- _TASK MATERIAL_:
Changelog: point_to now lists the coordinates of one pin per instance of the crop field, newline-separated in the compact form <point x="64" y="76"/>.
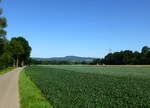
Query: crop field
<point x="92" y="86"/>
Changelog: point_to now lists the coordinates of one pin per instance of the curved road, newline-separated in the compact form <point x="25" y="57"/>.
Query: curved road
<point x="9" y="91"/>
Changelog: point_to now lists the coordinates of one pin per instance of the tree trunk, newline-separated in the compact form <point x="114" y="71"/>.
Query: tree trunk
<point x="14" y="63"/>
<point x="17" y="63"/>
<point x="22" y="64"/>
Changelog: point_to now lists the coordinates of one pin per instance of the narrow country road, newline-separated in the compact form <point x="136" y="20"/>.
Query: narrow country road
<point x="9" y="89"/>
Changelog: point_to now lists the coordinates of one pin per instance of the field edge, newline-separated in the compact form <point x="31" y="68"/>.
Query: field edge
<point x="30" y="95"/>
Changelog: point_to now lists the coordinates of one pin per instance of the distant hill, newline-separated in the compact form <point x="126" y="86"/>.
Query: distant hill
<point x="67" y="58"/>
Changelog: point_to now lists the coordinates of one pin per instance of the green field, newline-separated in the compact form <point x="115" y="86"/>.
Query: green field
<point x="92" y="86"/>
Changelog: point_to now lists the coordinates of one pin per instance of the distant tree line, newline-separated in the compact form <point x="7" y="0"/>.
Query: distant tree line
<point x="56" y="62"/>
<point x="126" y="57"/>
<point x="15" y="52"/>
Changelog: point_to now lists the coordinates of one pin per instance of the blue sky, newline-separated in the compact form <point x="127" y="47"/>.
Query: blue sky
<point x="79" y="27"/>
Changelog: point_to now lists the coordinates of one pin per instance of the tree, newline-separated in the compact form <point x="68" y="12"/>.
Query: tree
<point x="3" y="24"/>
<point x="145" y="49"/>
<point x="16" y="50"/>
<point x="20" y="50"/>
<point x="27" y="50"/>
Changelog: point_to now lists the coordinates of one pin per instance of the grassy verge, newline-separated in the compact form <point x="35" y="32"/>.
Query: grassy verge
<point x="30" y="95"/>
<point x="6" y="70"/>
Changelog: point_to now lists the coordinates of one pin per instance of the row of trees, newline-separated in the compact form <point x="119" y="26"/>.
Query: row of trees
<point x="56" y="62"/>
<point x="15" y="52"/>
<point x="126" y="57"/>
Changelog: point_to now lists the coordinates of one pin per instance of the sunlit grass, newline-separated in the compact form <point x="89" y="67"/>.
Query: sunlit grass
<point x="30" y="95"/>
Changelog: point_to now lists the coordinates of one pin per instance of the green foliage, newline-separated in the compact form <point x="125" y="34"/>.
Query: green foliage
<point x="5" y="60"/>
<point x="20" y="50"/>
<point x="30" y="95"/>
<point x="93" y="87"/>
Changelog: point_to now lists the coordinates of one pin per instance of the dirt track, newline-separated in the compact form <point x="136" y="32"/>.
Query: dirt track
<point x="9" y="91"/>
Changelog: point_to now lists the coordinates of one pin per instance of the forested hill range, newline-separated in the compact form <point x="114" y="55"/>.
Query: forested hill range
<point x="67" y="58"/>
* * *
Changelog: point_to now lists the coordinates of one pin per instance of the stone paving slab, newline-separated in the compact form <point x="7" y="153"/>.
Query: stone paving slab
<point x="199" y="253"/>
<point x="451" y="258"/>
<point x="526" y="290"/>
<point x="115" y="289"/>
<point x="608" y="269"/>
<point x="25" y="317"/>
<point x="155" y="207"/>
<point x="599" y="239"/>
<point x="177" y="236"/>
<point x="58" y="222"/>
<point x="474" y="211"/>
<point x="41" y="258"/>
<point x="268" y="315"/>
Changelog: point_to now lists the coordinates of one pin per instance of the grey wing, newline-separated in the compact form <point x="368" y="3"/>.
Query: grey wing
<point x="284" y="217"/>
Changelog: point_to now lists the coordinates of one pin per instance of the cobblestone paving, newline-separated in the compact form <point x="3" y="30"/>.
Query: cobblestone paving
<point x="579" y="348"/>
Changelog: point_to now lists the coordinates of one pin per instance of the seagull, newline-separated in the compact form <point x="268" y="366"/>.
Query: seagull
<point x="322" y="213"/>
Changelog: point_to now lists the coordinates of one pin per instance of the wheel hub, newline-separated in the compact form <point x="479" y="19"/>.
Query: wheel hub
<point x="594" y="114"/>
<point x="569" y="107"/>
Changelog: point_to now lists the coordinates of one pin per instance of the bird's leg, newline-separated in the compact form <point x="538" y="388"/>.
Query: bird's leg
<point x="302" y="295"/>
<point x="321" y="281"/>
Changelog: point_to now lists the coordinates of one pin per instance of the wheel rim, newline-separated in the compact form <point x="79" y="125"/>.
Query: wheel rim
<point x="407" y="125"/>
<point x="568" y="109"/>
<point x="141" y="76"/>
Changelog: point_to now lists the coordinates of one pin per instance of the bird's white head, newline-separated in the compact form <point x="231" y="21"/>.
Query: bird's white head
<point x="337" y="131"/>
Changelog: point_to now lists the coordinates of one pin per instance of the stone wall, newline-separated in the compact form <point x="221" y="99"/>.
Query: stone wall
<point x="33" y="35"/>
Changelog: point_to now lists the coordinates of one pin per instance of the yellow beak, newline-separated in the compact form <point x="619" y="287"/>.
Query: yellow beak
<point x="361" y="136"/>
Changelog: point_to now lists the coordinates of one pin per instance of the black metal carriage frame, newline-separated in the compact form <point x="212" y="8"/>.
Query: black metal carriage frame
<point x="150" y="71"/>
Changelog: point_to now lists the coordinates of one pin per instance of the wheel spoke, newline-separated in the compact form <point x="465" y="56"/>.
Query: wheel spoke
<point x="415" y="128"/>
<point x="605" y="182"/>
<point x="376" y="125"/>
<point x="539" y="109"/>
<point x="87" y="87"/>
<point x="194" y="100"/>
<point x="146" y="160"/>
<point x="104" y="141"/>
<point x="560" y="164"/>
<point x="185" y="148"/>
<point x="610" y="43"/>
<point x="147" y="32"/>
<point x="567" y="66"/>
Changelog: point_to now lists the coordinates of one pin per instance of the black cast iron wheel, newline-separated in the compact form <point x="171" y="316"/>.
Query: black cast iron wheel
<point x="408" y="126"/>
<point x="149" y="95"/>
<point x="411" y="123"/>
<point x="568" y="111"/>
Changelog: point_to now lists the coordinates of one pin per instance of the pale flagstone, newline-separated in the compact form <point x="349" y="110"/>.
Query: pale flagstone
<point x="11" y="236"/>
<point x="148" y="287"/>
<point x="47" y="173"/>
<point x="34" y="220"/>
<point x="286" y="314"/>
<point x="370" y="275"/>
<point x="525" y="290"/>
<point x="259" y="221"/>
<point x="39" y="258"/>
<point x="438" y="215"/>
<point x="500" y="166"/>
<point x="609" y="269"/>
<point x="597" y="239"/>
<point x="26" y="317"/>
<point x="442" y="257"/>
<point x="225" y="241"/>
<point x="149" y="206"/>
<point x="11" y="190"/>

- _DESCRIPTION OF THE TASK_: Show every line of the data above that contains the word "foliage". Case counts.

- _FULL SOLUTION_:
Changelog: point_to now lists the coordinates of one pin per instance of the green foliage, newline-separated in the compact form <point x="125" y="34"/>.
Query: green foliage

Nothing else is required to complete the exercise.